Items from a point labeling set

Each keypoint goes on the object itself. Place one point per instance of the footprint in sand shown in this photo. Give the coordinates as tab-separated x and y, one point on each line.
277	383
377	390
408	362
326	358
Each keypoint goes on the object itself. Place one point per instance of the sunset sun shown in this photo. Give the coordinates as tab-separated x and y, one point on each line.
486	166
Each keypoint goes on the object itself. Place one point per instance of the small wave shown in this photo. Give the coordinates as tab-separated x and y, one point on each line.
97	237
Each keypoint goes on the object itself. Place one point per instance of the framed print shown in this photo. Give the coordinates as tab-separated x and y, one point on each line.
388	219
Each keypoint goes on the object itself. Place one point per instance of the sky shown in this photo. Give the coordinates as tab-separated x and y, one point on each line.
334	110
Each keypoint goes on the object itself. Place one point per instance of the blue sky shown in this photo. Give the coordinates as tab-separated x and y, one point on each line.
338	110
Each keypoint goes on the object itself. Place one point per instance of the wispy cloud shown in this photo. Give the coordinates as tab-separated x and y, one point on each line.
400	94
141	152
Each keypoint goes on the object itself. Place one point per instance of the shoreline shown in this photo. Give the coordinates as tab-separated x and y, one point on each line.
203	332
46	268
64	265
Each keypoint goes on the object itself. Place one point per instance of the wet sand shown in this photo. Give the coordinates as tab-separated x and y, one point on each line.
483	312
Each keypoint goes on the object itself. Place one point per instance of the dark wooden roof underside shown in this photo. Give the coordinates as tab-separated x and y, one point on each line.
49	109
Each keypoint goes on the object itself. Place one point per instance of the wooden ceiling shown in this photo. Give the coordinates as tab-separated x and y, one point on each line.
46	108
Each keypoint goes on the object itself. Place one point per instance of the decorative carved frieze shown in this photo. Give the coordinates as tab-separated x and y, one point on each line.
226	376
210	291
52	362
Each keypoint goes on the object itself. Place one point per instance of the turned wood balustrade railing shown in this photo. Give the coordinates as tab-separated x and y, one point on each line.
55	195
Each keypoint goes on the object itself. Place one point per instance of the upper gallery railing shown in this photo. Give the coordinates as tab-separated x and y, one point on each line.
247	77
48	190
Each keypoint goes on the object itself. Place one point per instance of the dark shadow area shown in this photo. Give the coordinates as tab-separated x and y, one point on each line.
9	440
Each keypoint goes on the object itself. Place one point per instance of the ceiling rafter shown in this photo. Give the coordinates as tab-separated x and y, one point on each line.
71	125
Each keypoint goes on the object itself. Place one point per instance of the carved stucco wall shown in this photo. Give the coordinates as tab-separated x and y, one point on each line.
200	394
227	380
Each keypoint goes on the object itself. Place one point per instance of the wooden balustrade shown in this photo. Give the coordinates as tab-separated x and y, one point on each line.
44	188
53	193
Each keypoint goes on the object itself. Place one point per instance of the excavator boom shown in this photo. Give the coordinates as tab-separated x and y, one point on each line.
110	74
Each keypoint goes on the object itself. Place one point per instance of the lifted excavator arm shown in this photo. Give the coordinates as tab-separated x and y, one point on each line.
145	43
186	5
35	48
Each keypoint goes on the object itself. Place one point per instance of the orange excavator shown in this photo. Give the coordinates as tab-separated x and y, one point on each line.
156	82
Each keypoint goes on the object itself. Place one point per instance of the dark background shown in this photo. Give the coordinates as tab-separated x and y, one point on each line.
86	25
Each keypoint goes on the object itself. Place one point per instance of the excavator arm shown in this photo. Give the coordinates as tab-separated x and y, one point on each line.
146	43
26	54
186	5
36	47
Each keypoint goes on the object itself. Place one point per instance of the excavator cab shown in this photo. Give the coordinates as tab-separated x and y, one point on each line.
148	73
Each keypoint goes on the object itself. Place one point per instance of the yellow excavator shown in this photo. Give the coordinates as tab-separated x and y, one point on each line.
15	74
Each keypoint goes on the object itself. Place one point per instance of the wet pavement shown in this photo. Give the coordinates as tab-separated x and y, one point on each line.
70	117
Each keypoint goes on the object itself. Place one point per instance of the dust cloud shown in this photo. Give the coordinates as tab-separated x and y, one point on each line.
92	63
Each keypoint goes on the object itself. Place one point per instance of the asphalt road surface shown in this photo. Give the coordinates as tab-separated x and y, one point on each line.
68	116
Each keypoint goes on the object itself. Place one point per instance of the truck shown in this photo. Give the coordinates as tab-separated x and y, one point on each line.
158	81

AIM OF THE TASK:
Give the stretch from the line containing "of the truck" through the end of the items as a Markdown table with the columns Row and Line. Number each line in Row and skip any blank lines.

OUTPUT:
| Row | Line |
|---|---|
| 1 | Each keypoint goes on the object itself. Place one point per instance of the truck shown in this photo. Give the coordinates as tab-separated x and y, one point on each line. |
| 2 | 158	81 |